* [What to do] Reproduce the following items verbatim, taking only the stretch from the line containing "monkey's mouth is?" through the line containing "[98,442,194,470]", with both of those lines included.
-- start Data supplied --
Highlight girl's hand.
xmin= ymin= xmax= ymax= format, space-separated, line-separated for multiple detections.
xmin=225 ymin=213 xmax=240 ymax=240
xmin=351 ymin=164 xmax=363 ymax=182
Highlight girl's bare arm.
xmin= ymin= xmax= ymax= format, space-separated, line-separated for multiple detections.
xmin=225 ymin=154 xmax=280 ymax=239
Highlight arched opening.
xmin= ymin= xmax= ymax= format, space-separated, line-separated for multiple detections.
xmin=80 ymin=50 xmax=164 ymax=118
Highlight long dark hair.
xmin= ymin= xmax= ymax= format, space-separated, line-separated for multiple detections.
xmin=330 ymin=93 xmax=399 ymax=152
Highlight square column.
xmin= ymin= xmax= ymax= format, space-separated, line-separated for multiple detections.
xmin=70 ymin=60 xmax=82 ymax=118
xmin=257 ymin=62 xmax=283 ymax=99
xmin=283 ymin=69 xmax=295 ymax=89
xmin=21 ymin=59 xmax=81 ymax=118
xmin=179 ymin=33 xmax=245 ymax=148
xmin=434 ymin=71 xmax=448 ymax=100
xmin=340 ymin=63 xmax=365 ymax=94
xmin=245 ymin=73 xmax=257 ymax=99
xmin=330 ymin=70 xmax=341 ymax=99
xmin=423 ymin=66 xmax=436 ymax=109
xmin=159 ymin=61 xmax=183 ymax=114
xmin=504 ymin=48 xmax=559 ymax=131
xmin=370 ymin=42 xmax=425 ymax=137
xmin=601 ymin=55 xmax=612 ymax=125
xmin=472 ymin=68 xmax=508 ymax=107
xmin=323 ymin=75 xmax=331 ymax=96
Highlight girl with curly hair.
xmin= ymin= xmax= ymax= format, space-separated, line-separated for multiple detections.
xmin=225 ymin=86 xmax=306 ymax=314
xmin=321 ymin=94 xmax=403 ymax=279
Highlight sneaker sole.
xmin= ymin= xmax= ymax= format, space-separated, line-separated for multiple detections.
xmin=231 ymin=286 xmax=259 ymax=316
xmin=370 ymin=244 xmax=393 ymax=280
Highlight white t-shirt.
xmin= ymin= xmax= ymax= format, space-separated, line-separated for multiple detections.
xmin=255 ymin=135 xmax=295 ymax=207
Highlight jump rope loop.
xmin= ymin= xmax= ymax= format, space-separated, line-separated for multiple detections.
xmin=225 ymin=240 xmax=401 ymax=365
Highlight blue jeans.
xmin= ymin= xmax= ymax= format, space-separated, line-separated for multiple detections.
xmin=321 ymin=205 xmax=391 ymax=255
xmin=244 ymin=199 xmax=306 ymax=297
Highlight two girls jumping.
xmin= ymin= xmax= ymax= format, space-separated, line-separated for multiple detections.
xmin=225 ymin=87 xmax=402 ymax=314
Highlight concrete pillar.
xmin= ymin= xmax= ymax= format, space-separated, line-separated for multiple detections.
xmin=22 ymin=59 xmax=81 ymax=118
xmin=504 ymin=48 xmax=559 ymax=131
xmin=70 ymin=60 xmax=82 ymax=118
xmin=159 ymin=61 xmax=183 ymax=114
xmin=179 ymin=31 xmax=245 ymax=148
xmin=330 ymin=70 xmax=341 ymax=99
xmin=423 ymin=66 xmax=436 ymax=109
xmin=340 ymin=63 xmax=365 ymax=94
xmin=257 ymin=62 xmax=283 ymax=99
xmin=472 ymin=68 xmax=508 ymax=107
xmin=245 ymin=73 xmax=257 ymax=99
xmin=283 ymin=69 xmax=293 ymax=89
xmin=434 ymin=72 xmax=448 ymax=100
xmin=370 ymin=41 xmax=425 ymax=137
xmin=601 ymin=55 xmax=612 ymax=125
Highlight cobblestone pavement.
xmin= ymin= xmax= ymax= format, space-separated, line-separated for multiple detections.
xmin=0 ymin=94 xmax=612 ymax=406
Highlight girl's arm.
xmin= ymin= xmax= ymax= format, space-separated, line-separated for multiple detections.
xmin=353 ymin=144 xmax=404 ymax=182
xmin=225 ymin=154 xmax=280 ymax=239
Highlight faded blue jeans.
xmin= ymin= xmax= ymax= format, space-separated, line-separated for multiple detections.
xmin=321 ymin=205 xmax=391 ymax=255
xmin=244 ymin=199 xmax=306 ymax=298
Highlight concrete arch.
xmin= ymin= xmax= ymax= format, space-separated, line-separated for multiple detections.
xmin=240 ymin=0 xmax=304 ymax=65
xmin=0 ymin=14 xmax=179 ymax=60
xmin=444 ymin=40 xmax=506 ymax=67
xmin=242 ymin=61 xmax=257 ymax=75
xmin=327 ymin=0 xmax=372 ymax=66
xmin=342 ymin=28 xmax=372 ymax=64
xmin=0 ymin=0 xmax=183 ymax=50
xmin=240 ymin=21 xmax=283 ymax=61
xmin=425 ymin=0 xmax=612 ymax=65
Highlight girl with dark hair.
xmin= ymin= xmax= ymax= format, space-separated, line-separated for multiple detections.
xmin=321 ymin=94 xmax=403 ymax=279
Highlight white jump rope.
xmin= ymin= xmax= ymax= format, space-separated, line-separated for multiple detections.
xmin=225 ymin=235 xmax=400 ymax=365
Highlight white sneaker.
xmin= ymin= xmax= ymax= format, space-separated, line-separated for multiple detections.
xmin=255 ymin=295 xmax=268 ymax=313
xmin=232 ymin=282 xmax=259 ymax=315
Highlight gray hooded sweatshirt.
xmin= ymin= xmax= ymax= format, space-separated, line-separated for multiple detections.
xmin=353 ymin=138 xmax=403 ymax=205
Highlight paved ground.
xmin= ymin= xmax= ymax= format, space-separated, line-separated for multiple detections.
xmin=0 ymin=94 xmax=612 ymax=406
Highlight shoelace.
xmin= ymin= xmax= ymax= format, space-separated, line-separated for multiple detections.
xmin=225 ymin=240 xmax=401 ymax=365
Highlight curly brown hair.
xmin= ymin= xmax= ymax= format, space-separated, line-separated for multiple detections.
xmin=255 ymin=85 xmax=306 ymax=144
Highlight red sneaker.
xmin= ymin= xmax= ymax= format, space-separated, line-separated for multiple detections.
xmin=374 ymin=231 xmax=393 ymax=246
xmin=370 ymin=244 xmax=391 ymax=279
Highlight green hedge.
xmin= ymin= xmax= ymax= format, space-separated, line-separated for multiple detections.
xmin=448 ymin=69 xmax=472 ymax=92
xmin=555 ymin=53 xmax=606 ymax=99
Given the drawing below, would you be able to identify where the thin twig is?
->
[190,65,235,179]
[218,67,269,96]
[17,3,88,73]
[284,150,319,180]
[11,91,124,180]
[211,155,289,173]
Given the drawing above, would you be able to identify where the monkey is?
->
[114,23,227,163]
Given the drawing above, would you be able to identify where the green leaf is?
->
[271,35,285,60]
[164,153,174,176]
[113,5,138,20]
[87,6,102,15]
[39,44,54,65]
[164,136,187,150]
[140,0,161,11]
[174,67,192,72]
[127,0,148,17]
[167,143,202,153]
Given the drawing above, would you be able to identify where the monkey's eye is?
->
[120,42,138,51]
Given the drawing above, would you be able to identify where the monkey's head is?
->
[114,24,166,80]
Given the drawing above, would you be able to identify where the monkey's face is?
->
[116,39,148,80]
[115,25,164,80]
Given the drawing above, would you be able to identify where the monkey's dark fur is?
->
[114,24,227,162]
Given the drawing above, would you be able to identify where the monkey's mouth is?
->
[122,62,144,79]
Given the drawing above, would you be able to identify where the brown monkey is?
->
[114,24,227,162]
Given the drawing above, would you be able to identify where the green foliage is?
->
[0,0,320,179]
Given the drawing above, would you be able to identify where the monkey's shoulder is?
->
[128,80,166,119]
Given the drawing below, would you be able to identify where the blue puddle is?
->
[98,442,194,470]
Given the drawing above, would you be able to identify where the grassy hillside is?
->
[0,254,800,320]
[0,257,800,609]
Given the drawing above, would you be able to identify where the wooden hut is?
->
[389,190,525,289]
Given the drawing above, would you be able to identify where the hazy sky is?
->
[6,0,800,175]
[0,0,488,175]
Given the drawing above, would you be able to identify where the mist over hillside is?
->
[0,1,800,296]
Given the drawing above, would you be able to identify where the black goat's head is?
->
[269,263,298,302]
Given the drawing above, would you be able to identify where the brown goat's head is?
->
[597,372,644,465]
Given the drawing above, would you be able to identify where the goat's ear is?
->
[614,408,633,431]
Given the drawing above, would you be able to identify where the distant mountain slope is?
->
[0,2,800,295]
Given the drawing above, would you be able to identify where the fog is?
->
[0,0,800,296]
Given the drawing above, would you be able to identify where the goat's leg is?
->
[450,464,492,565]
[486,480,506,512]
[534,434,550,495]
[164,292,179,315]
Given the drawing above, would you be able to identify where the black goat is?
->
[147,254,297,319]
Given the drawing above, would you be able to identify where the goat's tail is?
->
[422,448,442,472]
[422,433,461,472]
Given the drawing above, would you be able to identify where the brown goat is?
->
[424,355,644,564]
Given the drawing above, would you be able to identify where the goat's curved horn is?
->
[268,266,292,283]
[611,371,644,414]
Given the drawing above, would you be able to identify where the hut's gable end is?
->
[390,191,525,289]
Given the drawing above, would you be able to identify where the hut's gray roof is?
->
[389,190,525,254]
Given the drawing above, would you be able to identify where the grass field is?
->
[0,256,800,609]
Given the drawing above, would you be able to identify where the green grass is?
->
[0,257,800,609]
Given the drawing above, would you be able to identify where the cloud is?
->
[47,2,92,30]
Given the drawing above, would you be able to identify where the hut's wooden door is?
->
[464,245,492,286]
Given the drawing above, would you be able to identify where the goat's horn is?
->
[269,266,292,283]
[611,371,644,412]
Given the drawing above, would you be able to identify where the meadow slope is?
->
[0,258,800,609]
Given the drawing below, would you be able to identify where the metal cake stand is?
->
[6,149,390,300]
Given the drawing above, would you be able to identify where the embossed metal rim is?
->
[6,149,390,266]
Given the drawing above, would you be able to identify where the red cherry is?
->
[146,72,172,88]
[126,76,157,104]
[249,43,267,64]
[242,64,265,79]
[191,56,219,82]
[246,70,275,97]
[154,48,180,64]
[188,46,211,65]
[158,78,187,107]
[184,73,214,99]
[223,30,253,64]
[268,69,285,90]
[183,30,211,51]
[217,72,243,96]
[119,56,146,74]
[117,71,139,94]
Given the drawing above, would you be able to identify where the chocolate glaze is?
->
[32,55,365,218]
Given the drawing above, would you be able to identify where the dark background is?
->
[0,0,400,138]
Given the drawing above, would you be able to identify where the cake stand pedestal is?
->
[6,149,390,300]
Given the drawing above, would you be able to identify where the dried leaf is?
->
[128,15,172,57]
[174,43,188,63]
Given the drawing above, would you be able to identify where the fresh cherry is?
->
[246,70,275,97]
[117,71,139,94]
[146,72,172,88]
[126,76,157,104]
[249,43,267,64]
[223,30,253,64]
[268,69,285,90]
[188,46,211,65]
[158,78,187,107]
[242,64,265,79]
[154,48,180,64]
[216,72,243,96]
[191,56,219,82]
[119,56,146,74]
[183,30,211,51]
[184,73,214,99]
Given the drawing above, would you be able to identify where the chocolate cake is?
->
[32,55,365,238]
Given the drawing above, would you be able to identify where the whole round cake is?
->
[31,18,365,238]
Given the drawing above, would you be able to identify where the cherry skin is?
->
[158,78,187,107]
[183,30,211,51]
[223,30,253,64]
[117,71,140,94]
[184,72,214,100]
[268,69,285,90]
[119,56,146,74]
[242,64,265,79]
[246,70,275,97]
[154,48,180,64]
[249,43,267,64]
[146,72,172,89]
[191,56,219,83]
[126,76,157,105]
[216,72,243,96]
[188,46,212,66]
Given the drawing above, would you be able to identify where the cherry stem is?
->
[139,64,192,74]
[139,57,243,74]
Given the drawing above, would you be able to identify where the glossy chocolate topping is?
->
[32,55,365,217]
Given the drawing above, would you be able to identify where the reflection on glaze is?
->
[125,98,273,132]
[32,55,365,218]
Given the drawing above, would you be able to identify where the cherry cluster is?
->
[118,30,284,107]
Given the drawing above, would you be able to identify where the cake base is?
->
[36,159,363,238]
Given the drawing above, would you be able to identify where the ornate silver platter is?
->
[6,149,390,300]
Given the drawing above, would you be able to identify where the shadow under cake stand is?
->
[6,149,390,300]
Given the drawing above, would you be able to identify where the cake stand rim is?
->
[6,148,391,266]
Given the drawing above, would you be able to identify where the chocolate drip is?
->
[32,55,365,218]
-- end Data supplied --
* [Task response]
Given the drawing above, would you be able to identify where the monkey's mouth is?
->
[122,62,144,79]
Given the drawing above, would you be able to identify where the brown monkey is?
->
[114,24,227,162]
Given the drawing above, would you be able to identify where the green foliage is?
->
[0,0,320,179]
Given the drawing above, would you be able to identify where the monkey's shoulder is?
->
[128,80,166,119]
Given the drawing below, would you be able to identify where the blue puddle is?
->
[98,442,194,470]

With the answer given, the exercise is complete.